• **Do this**
Return nothing but the lines from the line with "Annotate the slender" through the last line of the entries that follow, copied exactly and free of pictures.

------ Data listing

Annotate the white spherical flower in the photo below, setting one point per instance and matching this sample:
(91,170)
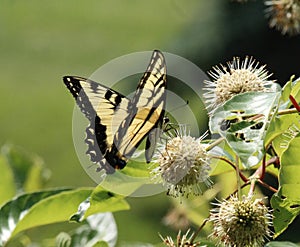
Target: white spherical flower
(238,77)
(183,164)
(242,223)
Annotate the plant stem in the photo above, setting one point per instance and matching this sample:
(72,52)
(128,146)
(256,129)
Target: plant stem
(232,165)
(198,230)
(238,180)
(287,111)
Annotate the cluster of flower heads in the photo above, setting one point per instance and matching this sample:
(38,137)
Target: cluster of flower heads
(236,78)
(284,15)
(241,223)
(183,164)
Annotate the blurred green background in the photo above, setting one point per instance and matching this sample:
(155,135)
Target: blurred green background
(41,41)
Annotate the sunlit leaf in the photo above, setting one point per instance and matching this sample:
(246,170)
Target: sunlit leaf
(286,91)
(63,239)
(279,126)
(7,183)
(38,208)
(100,200)
(281,244)
(242,121)
(138,244)
(97,230)
(286,202)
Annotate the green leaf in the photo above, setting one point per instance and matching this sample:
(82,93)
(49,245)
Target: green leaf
(286,91)
(242,121)
(101,244)
(137,244)
(97,230)
(63,239)
(286,203)
(281,244)
(7,183)
(29,170)
(279,126)
(100,200)
(38,208)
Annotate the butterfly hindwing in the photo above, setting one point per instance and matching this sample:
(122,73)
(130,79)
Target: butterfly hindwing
(104,108)
(117,124)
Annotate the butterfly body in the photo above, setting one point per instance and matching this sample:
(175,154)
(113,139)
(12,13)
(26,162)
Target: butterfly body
(117,124)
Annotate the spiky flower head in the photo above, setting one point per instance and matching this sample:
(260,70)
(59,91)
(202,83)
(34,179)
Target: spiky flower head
(235,78)
(284,15)
(183,164)
(181,241)
(242,223)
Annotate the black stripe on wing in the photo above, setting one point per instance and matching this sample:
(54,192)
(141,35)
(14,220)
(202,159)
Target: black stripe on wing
(146,110)
(105,109)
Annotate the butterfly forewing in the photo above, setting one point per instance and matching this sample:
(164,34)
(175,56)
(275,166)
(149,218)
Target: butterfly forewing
(147,108)
(118,125)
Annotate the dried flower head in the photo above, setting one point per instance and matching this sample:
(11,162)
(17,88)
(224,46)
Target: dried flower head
(177,218)
(242,223)
(181,241)
(284,15)
(238,77)
(183,164)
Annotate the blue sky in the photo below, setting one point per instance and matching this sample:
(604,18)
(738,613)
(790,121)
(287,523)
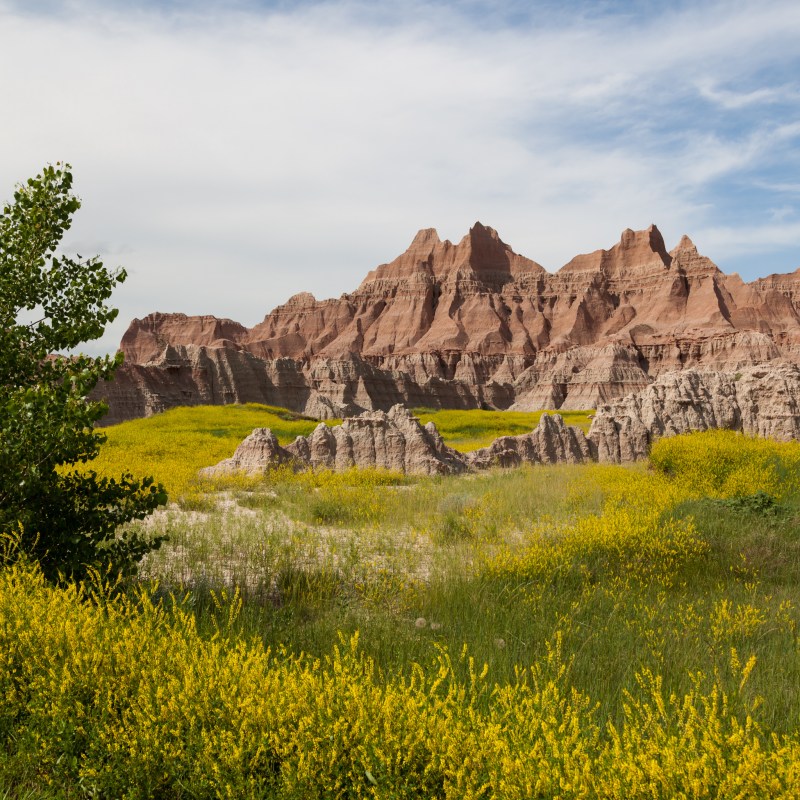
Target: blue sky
(232,154)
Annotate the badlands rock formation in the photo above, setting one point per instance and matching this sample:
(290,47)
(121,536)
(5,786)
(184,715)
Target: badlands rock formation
(757,401)
(396,441)
(469,325)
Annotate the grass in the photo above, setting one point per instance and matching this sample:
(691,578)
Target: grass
(570,631)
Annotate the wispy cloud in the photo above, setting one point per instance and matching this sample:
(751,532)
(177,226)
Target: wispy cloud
(232,154)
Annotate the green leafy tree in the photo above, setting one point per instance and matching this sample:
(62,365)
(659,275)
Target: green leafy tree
(66,517)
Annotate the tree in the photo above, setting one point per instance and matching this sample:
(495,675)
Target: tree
(66,516)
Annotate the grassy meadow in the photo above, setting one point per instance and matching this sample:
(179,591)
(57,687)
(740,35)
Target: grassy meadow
(568,631)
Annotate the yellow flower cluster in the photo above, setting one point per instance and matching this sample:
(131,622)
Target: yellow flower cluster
(105,696)
(721,463)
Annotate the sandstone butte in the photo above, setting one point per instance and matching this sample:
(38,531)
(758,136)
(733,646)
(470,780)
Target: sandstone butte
(758,401)
(470,325)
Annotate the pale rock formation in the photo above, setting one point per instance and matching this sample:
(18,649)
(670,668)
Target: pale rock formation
(757,401)
(396,441)
(550,442)
(471,325)
(259,450)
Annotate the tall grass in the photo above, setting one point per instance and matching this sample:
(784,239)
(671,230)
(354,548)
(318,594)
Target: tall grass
(570,631)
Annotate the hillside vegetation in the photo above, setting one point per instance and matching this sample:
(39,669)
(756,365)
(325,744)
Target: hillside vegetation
(569,631)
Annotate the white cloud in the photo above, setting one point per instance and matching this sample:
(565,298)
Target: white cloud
(232,159)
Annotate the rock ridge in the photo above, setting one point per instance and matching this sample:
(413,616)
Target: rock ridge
(471,325)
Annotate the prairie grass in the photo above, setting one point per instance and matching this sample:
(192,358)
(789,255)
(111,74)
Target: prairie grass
(569,631)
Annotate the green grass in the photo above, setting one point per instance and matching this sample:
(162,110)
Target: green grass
(682,574)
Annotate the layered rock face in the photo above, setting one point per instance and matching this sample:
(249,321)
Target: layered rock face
(471,325)
(757,401)
(396,441)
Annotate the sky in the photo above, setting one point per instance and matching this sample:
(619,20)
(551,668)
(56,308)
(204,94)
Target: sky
(232,154)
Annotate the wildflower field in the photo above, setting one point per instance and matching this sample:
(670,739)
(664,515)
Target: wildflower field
(568,631)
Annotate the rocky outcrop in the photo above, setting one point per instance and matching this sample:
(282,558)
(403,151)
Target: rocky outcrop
(396,441)
(471,325)
(550,442)
(757,401)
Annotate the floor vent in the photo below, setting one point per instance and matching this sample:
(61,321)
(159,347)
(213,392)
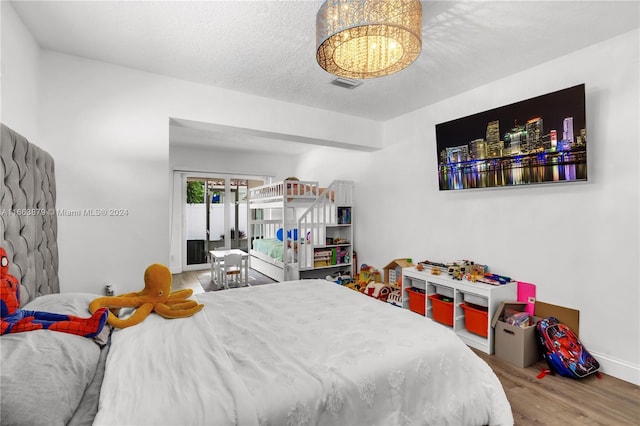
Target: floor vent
(345,83)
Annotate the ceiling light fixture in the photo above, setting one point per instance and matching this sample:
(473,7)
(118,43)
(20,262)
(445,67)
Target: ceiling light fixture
(368,38)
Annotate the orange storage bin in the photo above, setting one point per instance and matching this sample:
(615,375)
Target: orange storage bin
(476,318)
(416,301)
(442,311)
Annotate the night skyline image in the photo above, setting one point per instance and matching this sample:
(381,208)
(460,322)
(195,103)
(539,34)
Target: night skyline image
(538,140)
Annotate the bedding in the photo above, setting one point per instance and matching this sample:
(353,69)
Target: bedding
(59,376)
(272,247)
(296,353)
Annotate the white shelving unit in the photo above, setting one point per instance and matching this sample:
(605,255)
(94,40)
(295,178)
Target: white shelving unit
(326,229)
(457,289)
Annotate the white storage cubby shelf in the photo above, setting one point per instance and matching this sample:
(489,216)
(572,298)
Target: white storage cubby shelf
(491,295)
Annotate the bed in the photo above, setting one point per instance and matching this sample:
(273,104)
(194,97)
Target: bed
(299,210)
(293,353)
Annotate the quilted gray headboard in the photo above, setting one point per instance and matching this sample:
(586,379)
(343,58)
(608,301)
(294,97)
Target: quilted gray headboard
(28,218)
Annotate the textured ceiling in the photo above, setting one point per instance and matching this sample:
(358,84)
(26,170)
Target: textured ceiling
(267,48)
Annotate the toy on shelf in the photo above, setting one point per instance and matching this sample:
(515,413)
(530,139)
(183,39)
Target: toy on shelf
(340,278)
(378,291)
(395,298)
(393,271)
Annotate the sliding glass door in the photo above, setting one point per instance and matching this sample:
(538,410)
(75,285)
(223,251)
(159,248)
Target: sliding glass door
(215,215)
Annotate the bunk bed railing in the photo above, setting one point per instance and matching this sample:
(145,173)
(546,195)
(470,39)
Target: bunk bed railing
(313,223)
(287,190)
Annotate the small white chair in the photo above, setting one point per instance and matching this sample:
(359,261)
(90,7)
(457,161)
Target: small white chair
(232,267)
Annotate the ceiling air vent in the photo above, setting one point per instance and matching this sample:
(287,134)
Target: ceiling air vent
(345,83)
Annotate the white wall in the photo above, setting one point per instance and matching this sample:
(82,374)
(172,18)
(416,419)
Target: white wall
(578,242)
(19,70)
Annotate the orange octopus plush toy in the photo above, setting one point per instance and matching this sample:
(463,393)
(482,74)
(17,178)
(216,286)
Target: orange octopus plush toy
(155,297)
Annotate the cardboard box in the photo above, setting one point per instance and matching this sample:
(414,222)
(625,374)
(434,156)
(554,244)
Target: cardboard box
(517,345)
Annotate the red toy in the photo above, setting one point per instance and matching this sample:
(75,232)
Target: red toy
(16,320)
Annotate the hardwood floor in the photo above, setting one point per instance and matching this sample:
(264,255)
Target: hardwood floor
(555,400)
(552,400)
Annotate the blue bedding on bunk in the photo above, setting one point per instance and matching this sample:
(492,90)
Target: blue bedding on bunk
(272,247)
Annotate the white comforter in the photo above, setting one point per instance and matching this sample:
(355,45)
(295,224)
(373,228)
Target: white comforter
(297,353)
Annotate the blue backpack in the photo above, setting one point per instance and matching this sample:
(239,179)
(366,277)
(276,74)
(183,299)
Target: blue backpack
(563,351)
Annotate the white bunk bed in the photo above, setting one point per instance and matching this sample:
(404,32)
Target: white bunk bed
(286,219)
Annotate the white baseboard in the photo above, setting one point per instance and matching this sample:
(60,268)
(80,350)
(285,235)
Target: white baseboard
(617,368)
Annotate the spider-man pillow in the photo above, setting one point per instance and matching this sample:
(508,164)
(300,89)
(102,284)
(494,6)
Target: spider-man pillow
(46,376)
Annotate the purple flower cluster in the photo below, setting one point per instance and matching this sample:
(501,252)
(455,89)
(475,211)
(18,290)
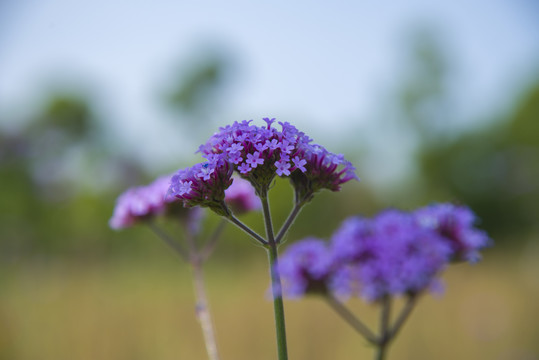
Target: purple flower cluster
(308,264)
(393,253)
(203,185)
(455,225)
(241,197)
(258,154)
(142,203)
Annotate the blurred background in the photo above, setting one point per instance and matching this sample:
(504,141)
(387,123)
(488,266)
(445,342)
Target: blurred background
(432,101)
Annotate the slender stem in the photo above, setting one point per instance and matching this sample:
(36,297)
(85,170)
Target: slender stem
(405,313)
(267,220)
(385,336)
(203,312)
(278,306)
(289,220)
(351,319)
(208,248)
(247,229)
(169,241)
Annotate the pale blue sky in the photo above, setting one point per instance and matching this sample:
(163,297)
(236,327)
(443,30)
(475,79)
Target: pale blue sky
(316,64)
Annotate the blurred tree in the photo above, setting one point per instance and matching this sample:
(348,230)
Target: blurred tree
(494,170)
(199,86)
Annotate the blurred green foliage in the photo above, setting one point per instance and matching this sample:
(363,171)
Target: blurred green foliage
(494,170)
(46,209)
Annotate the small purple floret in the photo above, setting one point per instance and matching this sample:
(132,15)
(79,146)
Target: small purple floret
(241,197)
(394,253)
(141,203)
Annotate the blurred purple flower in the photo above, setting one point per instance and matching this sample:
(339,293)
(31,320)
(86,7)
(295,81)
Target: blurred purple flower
(141,203)
(393,253)
(455,224)
(305,268)
(203,184)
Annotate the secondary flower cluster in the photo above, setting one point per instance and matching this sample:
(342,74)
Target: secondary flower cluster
(258,154)
(393,253)
(144,203)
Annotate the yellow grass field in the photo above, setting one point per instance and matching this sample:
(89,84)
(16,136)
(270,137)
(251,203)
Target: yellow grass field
(130,310)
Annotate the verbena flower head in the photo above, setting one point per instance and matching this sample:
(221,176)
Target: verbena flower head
(455,224)
(203,185)
(143,203)
(305,268)
(393,253)
(386,255)
(259,153)
(241,197)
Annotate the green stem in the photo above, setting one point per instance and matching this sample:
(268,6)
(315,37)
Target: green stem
(405,313)
(208,248)
(278,306)
(351,319)
(385,335)
(289,220)
(203,312)
(247,229)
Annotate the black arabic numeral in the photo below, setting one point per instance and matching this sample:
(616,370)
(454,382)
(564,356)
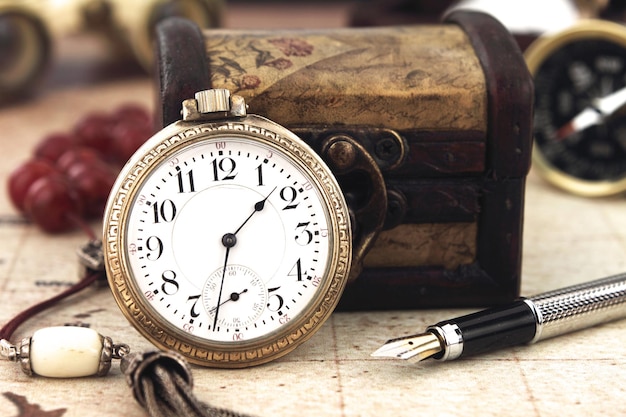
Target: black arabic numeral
(193,313)
(288,195)
(185,182)
(155,246)
(170,285)
(279,299)
(226,167)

------------

• **Expected answer**
Annotate the slender stem in the photo above, setting one point per instance and matching this sample:
(36,297)
(85,170)
Target: slender stem
(405,313)
(267,220)
(385,336)
(203,312)
(278,306)
(289,220)
(351,319)
(208,248)
(247,229)
(169,241)
Annotate the pale blue sky in the photo above, setting one point per instance and matching this sample:
(163,297)
(236,327)
(443,30)
(475,79)
Target: pale blue sky
(316,64)
Annotate the blurred tree in the photo above, setting one point per instance and matching this sample:
(348,230)
Target: blurred tree
(494,170)
(199,86)
Annotate the blurred green foliage in the photo above, setting one point per instance and matching this sample:
(363,171)
Target: blurred green foliage
(494,170)
(46,209)
Annotate the small purple floret in the photo above, setting one point per instance and matching this sample:
(132,15)
(79,146)
Target: small purple floret
(241,197)
(394,253)
(141,203)
Annotate the blurred purple flower in the photo above, setting one point per instance and matching this sample:
(339,293)
(31,320)
(86,7)
(295,81)
Target: blurred purple flower
(141,203)
(393,253)
(455,224)
(305,268)
(203,184)
Annotate the secondary flower cluster in the photo above, setting one point per instance and matching this sample:
(342,74)
Target: secondary flower cluster
(258,154)
(393,253)
(144,203)
Annotate the yellow grass field in the photo above, setting one point per instance and matching this sample:
(89,84)
(16,136)
(270,137)
(251,203)
Target: yellow grass field
(130,310)
Annotate the verbena flower head in the photo above, setting one point per instance and matching this sample:
(221,176)
Target: verbena flower head
(455,224)
(203,185)
(143,203)
(305,268)
(393,253)
(386,255)
(259,153)
(241,197)
Annotate the green stem in the photo above, setting one point per instance and matching this sample:
(268,6)
(315,37)
Target: green stem
(405,313)
(208,248)
(278,306)
(351,319)
(385,335)
(289,220)
(203,312)
(247,229)
Annotate the black arabic numeral in the photo below, setting one point per instance and matching this sample:
(616,370)
(454,382)
(564,356)
Target: black arabic numeral
(193,313)
(288,195)
(185,182)
(155,246)
(170,285)
(279,299)
(226,167)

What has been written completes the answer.